BEGIN EXERCISE DATA

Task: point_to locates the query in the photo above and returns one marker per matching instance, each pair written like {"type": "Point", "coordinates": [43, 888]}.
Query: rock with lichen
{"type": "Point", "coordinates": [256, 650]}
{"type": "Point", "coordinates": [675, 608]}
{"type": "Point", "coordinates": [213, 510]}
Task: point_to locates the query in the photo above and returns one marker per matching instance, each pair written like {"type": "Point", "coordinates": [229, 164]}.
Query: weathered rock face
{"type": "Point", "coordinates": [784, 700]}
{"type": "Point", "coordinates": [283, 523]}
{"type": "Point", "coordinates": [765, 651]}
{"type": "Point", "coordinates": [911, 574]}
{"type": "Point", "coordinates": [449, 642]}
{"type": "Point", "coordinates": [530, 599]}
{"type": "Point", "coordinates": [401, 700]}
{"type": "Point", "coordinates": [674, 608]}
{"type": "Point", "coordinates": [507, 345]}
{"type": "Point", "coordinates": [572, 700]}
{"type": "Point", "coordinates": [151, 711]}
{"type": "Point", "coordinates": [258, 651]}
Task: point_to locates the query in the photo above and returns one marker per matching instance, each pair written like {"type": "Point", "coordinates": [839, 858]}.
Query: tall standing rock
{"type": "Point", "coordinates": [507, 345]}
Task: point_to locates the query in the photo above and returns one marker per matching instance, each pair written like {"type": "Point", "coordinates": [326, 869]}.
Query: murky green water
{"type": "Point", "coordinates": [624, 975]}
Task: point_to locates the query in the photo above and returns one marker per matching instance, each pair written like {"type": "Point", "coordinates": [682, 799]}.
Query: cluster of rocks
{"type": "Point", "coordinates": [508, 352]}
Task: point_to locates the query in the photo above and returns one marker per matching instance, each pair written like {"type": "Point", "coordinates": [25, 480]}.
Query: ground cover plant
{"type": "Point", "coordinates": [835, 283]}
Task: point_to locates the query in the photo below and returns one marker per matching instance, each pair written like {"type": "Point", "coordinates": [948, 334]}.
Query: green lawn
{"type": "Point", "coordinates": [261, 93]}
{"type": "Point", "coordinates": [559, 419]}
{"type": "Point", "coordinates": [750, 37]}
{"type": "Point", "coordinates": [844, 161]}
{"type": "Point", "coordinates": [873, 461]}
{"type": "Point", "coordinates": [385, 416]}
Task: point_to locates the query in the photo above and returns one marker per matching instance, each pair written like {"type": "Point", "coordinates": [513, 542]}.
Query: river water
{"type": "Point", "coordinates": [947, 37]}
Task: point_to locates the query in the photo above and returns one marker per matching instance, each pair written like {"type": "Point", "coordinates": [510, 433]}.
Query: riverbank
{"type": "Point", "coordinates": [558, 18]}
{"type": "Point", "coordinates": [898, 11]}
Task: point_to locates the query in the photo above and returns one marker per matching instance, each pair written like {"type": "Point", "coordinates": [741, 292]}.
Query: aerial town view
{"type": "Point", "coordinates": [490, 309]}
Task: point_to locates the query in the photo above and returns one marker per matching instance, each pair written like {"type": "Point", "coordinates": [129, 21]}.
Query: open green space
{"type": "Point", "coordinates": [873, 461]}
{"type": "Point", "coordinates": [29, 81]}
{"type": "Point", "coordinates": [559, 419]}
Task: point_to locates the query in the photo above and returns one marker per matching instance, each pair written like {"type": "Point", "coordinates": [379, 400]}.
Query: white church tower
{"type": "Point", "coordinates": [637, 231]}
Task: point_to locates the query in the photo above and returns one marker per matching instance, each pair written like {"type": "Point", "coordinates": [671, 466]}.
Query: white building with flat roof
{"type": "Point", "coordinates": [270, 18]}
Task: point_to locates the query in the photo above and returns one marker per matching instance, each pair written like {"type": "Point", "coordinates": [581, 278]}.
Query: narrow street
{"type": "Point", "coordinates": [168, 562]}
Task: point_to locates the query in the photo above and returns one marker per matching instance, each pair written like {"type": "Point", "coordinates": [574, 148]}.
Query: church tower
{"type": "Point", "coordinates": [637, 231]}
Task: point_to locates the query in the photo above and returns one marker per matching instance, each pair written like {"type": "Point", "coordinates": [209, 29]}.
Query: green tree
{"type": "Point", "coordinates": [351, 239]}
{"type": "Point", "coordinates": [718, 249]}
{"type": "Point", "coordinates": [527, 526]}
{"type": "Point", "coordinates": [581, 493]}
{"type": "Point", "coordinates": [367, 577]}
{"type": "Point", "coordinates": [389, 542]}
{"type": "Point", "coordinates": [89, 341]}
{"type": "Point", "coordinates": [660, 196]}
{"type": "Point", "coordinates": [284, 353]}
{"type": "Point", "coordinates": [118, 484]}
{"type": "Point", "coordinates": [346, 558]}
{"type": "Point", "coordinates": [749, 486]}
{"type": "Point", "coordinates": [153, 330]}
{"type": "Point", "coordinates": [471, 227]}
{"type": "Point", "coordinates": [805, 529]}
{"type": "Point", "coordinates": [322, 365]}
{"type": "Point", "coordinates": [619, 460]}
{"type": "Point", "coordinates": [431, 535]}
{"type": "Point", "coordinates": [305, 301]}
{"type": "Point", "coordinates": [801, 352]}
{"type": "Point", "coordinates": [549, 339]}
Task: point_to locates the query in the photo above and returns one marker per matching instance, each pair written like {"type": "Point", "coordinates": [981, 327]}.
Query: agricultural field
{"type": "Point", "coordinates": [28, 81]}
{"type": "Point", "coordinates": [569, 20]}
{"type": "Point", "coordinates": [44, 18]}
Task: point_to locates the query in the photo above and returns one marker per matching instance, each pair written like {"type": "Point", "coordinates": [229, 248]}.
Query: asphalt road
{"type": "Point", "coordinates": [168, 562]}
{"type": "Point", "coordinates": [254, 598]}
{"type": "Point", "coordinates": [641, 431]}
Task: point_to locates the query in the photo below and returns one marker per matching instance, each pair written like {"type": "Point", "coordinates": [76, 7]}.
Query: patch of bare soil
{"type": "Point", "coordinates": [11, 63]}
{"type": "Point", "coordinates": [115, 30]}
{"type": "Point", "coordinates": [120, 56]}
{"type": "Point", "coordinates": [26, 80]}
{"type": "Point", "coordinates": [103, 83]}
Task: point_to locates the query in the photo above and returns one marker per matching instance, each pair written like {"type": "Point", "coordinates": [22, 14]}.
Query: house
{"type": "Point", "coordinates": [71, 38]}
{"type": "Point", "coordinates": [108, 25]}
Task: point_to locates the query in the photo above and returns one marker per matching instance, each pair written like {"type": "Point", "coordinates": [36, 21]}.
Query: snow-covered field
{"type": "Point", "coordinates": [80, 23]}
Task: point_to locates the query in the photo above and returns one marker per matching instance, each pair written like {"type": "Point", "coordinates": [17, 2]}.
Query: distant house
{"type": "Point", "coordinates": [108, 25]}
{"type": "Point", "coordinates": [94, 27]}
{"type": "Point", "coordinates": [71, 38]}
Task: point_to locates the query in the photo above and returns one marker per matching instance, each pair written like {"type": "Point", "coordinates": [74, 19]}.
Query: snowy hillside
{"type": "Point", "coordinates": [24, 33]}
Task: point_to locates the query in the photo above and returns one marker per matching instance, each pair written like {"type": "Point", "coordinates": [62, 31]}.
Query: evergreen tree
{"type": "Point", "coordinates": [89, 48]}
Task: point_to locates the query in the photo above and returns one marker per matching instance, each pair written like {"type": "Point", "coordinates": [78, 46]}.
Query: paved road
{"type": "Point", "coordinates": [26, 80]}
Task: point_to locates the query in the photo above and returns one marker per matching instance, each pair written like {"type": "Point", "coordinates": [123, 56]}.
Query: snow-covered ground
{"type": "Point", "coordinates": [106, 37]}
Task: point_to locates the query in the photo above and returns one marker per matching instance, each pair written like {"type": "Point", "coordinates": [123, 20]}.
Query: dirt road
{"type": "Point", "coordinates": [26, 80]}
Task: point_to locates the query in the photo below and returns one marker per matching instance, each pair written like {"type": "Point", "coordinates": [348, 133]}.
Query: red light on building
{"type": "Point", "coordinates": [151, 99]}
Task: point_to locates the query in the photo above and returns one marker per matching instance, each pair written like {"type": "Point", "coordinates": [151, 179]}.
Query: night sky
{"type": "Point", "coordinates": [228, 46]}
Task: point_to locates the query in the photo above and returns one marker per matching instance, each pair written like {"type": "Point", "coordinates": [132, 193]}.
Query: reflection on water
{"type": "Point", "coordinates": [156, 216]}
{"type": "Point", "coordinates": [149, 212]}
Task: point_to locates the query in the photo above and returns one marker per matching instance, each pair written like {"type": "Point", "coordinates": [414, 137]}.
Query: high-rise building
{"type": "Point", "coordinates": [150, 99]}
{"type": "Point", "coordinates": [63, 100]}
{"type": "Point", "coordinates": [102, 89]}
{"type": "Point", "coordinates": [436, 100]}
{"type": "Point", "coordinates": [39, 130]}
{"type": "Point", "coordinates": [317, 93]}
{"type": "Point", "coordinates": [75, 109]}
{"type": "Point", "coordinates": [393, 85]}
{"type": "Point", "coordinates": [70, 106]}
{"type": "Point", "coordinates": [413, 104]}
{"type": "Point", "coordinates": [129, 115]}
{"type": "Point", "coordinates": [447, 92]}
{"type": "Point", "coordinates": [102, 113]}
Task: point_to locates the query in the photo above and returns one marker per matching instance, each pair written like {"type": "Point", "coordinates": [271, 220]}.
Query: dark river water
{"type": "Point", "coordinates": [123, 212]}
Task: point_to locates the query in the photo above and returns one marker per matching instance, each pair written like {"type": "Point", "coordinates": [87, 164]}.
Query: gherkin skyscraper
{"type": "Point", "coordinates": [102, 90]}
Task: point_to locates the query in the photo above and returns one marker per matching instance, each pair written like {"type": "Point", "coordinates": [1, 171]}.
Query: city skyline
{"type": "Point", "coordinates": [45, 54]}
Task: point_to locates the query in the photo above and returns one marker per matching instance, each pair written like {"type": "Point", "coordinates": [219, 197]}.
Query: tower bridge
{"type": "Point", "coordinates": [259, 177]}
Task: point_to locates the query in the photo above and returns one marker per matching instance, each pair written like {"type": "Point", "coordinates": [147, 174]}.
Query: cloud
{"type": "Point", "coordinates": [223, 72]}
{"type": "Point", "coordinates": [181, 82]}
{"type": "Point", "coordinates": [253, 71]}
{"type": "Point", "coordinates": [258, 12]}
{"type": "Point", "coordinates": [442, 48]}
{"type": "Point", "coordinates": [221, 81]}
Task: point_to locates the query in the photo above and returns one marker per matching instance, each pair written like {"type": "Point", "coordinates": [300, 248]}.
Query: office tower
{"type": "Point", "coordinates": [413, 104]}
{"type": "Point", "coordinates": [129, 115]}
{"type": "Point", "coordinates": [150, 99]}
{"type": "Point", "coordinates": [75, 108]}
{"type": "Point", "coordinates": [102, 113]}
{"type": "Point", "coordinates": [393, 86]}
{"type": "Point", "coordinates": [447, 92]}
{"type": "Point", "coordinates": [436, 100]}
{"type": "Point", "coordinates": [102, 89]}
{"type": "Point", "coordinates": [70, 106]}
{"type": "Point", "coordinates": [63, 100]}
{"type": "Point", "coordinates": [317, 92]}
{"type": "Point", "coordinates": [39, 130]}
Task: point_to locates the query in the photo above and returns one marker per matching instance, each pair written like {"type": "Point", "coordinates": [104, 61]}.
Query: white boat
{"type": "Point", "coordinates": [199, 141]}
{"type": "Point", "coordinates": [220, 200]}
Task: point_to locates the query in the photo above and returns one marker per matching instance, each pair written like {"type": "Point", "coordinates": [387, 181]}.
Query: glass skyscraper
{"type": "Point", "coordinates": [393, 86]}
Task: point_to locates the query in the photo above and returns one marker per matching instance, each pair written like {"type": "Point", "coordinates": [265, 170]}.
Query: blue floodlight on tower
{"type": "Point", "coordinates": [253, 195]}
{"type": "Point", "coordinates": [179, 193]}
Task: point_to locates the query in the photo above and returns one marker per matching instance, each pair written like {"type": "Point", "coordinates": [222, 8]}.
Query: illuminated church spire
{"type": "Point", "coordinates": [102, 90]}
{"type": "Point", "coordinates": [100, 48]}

END EXERCISE DATA

> THE TASK
Each line above that contains "below" counts once; report the total of such lines and nothing more.

> EXERCISE OUTPUT
3